Task to carry out => In the records below, take the stretch from the line containing "form: point(150, 196)." through the line containing "point(477, 169)" and write those lines out again, swapping "sky" for "cloud cover" and leaving everything else unchanged.
Entries shown start
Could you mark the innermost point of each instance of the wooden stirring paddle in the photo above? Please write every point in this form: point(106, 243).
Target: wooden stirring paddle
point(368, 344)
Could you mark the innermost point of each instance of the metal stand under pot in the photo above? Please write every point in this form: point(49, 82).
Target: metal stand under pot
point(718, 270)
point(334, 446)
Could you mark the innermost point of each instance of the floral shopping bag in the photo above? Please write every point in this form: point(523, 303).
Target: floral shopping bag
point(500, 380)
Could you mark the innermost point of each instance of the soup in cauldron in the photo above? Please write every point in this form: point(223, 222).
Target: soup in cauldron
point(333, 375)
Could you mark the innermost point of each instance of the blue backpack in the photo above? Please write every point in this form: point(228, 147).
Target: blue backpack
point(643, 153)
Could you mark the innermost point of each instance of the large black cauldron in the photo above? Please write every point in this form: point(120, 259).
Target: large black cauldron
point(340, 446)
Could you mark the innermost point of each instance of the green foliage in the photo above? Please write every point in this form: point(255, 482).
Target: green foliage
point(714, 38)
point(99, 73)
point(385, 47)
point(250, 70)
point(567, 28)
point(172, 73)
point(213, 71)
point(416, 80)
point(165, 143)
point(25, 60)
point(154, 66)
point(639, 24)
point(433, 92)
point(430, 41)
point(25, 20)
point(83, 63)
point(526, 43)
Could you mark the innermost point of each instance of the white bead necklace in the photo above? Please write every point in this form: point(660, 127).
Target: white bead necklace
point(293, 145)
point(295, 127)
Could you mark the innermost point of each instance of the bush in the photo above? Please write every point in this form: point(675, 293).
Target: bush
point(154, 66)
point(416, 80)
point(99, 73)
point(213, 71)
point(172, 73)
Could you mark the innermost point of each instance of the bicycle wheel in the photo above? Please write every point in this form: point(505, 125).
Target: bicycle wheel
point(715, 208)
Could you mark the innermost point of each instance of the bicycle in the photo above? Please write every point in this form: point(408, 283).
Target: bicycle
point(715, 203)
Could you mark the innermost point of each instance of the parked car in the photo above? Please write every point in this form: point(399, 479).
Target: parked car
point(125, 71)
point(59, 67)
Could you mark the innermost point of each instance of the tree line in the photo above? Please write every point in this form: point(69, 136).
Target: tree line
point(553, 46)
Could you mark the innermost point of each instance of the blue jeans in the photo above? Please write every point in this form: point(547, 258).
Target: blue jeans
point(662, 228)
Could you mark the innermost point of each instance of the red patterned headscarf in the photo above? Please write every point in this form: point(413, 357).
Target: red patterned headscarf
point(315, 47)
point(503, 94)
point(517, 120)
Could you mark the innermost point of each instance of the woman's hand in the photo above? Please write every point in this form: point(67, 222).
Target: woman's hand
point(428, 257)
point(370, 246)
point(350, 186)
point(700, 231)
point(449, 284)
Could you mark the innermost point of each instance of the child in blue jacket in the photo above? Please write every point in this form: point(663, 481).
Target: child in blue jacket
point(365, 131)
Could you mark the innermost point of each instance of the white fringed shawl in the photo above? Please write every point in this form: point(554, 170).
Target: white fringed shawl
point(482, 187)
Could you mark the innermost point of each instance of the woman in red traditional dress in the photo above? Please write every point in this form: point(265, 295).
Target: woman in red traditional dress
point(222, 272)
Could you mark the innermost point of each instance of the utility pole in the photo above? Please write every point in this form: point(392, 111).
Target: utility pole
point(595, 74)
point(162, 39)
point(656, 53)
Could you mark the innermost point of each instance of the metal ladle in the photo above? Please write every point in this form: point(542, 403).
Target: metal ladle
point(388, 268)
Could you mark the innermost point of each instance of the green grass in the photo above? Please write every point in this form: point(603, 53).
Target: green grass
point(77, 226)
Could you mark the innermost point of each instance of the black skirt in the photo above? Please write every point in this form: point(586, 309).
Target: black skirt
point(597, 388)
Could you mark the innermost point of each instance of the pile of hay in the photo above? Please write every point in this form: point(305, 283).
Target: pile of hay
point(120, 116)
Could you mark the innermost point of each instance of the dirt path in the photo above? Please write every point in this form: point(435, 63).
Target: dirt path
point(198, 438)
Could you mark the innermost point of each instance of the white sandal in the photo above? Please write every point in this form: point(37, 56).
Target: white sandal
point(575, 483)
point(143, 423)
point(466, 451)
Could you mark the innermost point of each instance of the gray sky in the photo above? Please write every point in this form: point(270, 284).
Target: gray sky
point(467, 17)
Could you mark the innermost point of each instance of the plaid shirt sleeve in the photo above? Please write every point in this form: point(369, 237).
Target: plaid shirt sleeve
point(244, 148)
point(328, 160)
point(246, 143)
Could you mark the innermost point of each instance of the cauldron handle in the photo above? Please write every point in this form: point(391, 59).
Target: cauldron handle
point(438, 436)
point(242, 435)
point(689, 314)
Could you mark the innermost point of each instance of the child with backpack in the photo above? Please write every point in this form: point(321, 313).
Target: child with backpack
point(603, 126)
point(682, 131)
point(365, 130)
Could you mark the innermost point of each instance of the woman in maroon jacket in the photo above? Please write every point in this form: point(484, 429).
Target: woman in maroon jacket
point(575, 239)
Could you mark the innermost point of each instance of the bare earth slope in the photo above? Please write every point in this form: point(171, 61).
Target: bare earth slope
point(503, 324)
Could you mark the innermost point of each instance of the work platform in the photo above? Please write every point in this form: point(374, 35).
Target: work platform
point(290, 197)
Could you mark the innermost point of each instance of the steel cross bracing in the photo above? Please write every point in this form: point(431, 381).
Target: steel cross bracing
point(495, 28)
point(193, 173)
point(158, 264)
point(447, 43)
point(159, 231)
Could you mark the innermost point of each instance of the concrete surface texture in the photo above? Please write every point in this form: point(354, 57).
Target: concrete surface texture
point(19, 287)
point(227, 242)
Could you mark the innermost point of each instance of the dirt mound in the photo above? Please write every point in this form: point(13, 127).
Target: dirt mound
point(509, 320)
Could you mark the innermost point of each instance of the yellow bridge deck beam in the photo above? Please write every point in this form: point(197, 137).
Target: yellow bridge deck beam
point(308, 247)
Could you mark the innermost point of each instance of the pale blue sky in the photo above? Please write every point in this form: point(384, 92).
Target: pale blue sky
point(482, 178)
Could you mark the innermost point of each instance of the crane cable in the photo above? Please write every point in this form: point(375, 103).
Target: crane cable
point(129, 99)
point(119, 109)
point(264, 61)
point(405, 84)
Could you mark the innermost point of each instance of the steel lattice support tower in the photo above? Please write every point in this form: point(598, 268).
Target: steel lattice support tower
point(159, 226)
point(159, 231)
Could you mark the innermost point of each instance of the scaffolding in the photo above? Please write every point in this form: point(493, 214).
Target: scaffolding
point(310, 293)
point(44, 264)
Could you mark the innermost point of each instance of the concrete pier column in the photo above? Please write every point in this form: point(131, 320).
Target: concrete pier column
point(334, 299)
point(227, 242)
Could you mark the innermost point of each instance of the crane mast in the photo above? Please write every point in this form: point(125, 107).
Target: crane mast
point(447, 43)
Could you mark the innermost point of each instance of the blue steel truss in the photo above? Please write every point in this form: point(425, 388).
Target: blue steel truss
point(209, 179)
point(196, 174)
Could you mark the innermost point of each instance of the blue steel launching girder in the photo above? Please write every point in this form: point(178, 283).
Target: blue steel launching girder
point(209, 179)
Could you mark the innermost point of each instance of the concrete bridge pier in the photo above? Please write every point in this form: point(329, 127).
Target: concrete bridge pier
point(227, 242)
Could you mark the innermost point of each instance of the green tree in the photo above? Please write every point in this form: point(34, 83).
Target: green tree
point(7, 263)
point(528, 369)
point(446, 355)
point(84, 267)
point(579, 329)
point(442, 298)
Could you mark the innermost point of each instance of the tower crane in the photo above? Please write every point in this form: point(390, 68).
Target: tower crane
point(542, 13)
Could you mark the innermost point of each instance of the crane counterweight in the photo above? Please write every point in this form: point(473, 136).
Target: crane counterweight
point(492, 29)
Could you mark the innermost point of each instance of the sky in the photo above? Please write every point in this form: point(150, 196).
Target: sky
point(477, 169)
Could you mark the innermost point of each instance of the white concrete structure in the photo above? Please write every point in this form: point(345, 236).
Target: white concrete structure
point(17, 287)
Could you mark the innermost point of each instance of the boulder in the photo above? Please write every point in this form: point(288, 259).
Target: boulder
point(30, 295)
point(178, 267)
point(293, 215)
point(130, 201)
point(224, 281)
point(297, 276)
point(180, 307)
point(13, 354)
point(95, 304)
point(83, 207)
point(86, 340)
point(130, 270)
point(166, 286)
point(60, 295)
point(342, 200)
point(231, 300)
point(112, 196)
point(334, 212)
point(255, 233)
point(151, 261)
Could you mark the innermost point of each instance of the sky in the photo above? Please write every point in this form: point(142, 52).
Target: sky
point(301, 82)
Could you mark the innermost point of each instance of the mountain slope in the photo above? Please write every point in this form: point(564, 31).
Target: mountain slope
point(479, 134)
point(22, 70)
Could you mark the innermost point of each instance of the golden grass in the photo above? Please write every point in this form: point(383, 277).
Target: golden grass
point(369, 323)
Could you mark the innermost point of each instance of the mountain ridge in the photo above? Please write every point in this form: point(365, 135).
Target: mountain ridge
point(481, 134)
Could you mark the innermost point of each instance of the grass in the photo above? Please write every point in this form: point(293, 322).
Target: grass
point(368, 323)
Entries shown end
Worked solution =>
Could you mark the innermost point of each instance of the cloud cover in the photo above? Please write every point in this form: point(150, 196).
Target: cloud cover
point(477, 169)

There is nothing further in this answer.